-- Written instruction --
Return the whole listing, line for line, without the pictures in it.

══════════════════════════════

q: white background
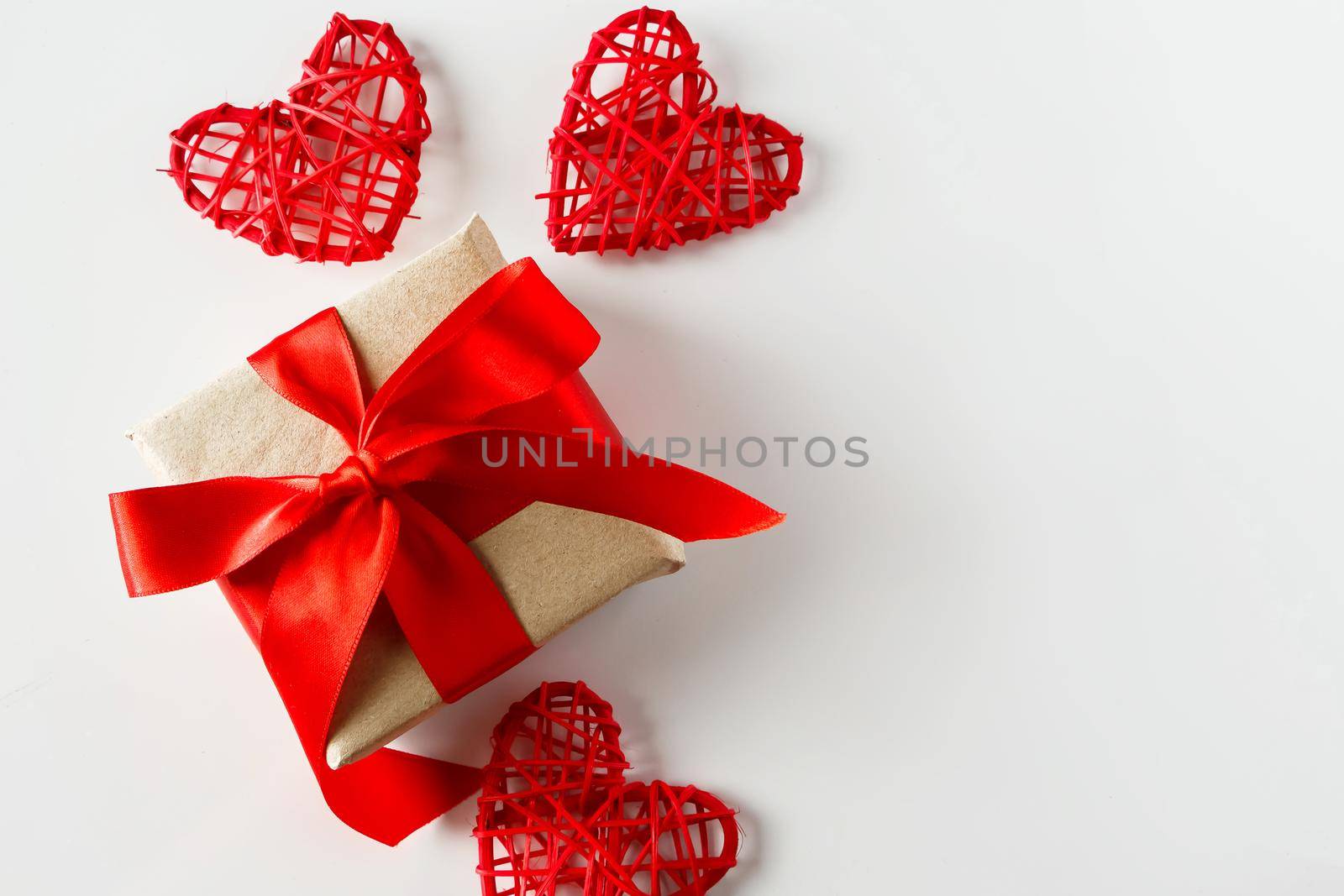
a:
[0,0,1344,896]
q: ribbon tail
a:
[383,495,536,703]
[258,495,480,845]
[307,747,482,846]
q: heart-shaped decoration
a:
[475,681,738,896]
[538,8,802,255]
[168,13,430,265]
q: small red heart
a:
[538,7,802,255]
[475,681,738,896]
[168,13,430,265]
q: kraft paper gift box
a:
[128,217,685,768]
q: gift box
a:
[126,217,685,768]
[110,219,784,844]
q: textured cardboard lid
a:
[126,217,685,768]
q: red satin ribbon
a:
[110,259,784,844]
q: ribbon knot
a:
[318,448,387,504]
[110,259,784,844]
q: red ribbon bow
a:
[110,259,784,844]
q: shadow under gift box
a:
[126,217,685,768]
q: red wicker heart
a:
[538,8,802,255]
[168,13,430,265]
[475,681,738,896]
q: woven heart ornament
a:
[475,681,738,896]
[168,13,430,265]
[538,8,802,255]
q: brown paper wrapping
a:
[126,217,685,768]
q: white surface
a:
[0,0,1344,896]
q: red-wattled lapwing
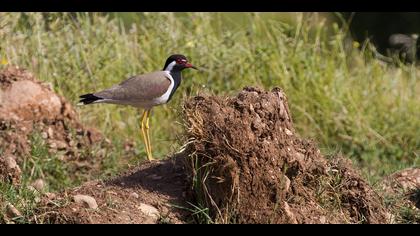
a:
[80,54,197,160]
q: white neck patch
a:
[165,61,176,71]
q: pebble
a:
[73,194,98,209]
[6,203,22,218]
[139,203,159,221]
[31,179,45,192]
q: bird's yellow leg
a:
[140,110,149,161]
[146,109,154,161]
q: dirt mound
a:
[0,67,103,186]
[32,155,190,224]
[184,88,387,223]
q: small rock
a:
[45,193,57,200]
[6,203,22,218]
[73,194,98,209]
[31,179,45,192]
[284,202,298,224]
[139,203,159,221]
[386,212,396,224]
[55,140,67,149]
[130,192,139,198]
[41,132,48,139]
[6,156,17,169]
[283,175,290,193]
[49,142,57,149]
[47,127,54,138]
[284,128,293,136]
[69,140,76,147]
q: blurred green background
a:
[0,13,420,183]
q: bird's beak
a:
[186,63,199,70]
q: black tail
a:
[79,93,103,105]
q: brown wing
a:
[94,71,171,102]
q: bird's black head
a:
[163,54,198,71]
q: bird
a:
[79,54,199,161]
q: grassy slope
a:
[0,13,420,221]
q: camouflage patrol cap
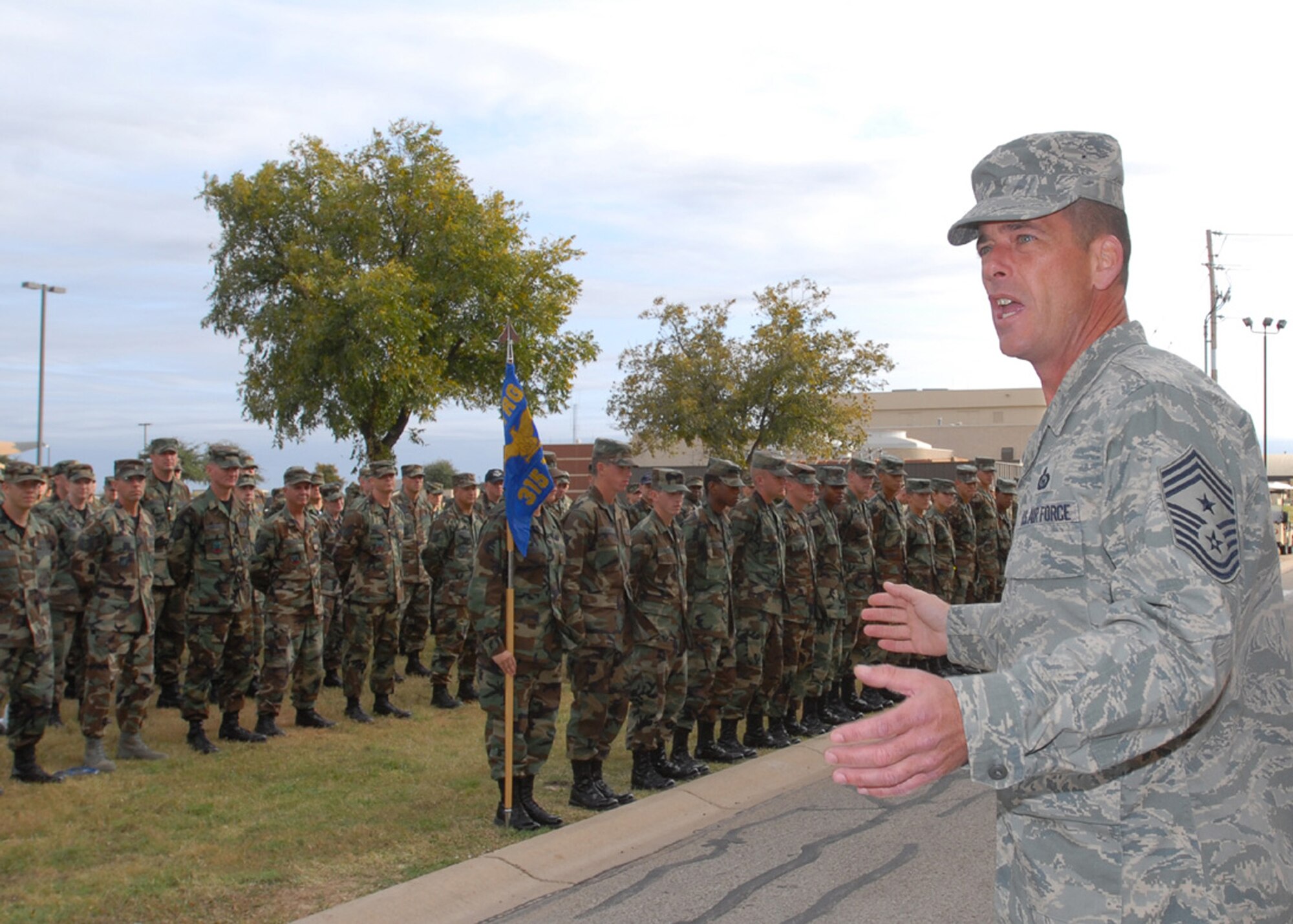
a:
[4,462,48,484]
[948,132,1124,244]
[817,465,848,488]
[705,455,742,488]
[650,469,687,495]
[112,459,149,478]
[282,465,314,488]
[750,449,790,478]
[207,442,242,469]
[591,436,636,469]
[875,453,906,475]
[848,455,875,478]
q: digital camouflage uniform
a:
[467,509,565,779]
[251,506,323,717]
[70,504,156,738]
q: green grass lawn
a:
[0,680,630,921]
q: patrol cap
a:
[282,465,314,488]
[592,436,635,469]
[948,132,1124,244]
[207,442,242,469]
[750,449,790,478]
[112,459,149,479]
[817,465,848,488]
[848,455,875,478]
[786,462,818,486]
[650,469,687,495]
[705,455,742,488]
[875,453,906,475]
[4,462,48,484]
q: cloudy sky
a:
[0,0,1293,479]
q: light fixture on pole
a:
[22,282,67,465]
[1244,317,1288,474]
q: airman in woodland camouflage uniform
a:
[561,437,634,811]
[465,499,565,831]
[422,471,486,709]
[0,462,61,783]
[142,436,193,709]
[167,442,265,755]
[251,466,334,738]
[332,460,412,722]
[723,449,790,748]
[71,459,166,771]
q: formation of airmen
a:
[0,437,1014,830]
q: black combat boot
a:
[696,722,742,764]
[634,748,674,790]
[570,761,619,811]
[520,775,565,828]
[405,651,431,677]
[216,712,265,744]
[345,696,372,724]
[256,712,287,738]
[372,694,412,718]
[9,742,63,783]
[494,777,539,831]
[431,683,462,709]
[186,718,220,755]
[296,709,336,729]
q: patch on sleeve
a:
[1159,446,1239,584]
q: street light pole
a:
[1244,317,1288,474]
[22,282,67,465]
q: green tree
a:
[202,120,597,459]
[606,279,893,460]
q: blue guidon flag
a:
[1159,446,1239,583]
[503,362,552,558]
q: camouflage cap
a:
[750,449,790,478]
[817,465,848,488]
[848,455,875,478]
[650,469,687,495]
[705,455,741,488]
[875,453,906,475]
[207,442,242,469]
[112,459,149,478]
[4,462,48,484]
[282,465,314,488]
[948,132,1124,244]
[592,436,636,469]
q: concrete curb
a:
[301,735,830,924]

══════════════════════════════

-- Solution to this task --
q: white background
a:
[0,0,1344,896]
q: ribbon tail
a:
[383,495,536,703]
[258,495,480,845]
[307,747,482,846]
q: heart-shaped decoration
a:
[475,681,738,896]
[538,8,802,255]
[168,13,430,265]
q: small red heart
a:
[538,7,802,255]
[475,681,738,896]
[168,13,430,265]
q: kraft paper gift box
a:
[128,217,685,768]
q: gift box
a:
[126,217,685,768]
[110,219,784,844]
q: textured cardboard lid
a:
[126,217,685,768]
q: red satin ribbon
a:
[110,259,784,844]
q: ribbon knot
a:
[318,448,387,504]
[110,259,784,844]
q: red ribbon bow
a:
[110,259,784,844]
q: shadow under gift box
a:
[126,217,685,768]
q: red wicker heart
a:
[538,8,802,255]
[168,13,430,265]
[475,681,738,896]
q: woven heart ornament
a:
[475,681,738,896]
[168,13,430,265]
[538,8,802,255]
q: brown paper wrapping
a:
[126,217,685,768]
q: white surface
a:
[0,0,1344,896]
q: red-wattled lapwing
a:
[80,54,197,160]
q: white neck patch
a:
[165,61,176,71]
q: pebble
a:
[73,194,98,209]
[6,203,22,218]
[139,203,159,221]
[31,179,45,192]
q: bird's yellow leg
a:
[140,110,149,161]
[146,109,154,161]
q: dirt mound
a:
[0,67,103,186]
[32,155,190,224]
[184,88,387,223]
q: small rock
a:
[45,193,57,200]
[6,203,22,218]
[73,194,98,209]
[31,179,45,192]
[284,202,298,224]
[139,203,159,221]
[386,212,396,224]
[55,140,67,149]
[130,192,139,198]
[41,132,48,139]
[6,156,17,169]
[283,175,290,193]
[49,142,57,149]
[47,127,54,138]
[284,128,293,136]
[69,140,76,147]
q: blurred green background
a:
[0,13,420,183]
q: bird's beak
a:
[186,63,199,70]
q: black tail
a:
[79,93,103,105]
q: brown wing
a:
[94,71,171,102]
q: bird's black head
a:
[163,54,198,71]
q: bird
a:
[79,54,199,161]
q: grassy slope
a:
[0,13,420,221]
q: camouflage patrol cap
a:
[4,462,48,484]
[948,132,1124,244]
[817,465,848,488]
[705,455,742,488]
[650,469,687,495]
[112,459,149,478]
[282,465,314,488]
[750,449,790,478]
[207,442,242,469]
[591,436,636,469]
[875,453,906,475]
[848,455,875,478]
q: digital camouflage uniform
a:
[467,509,565,779]
[251,506,323,717]
[70,504,156,738]
q: green grass lawn
a:
[0,680,630,921]
q: patrol cap
a:
[282,465,314,488]
[592,436,635,469]
[948,132,1124,244]
[207,442,242,469]
[750,449,790,478]
[112,459,149,479]
[817,465,848,488]
[848,455,875,478]
[786,462,818,486]
[650,469,687,495]
[705,455,742,488]
[875,453,906,475]
[4,462,48,484]
q: cloudy sky
a:
[0,0,1293,479]
q: light fixture on pole
a:
[22,282,67,465]
[1244,317,1288,474]
q: airman in woodland camouflage uniform
a:
[561,437,634,811]
[465,499,565,831]
[422,471,486,709]
[0,462,61,783]
[142,436,193,709]
[167,442,265,755]
[251,466,334,738]
[332,460,412,722]
[723,449,790,748]
[71,459,166,771]
q: formation of airmen
a:
[0,437,1014,830]
q: black combat boot
a:
[696,722,742,764]
[634,748,674,790]
[570,761,619,811]
[520,775,565,828]
[405,651,431,677]
[216,712,265,744]
[345,696,372,724]
[256,712,287,738]
[372,694,412,718]
[9,742,63,783]
[494,777,539,831]
[431,683,462,709]
[186,718,220,755]
[296,709,336,729]
q: patch on sleeve
a:
[1159,446,1239,584]
q: street light pole
a:
[1244,317,1288,474]
[22,282,67,465]
q: green tree
a:
[202,120,597,459]
[606,279,893,460]
q: blue guidon flag
a:
[1159,446,1239,583]
[503,362,552,558]
q: camouflage cap
a:
[750,449,790,478]
[817,465,848,488]
[848,455,875,478]
[650,469,687,495]
[705,455,741,488]
[875,453,906,475]
[207,442,242,469]
[112,459,149,478]
[4,462,48,484]
[282,465,314,488]
[948,132,1124,244]
[592,436,636,469]
q: concrete curb
a:
[301,735,830,924]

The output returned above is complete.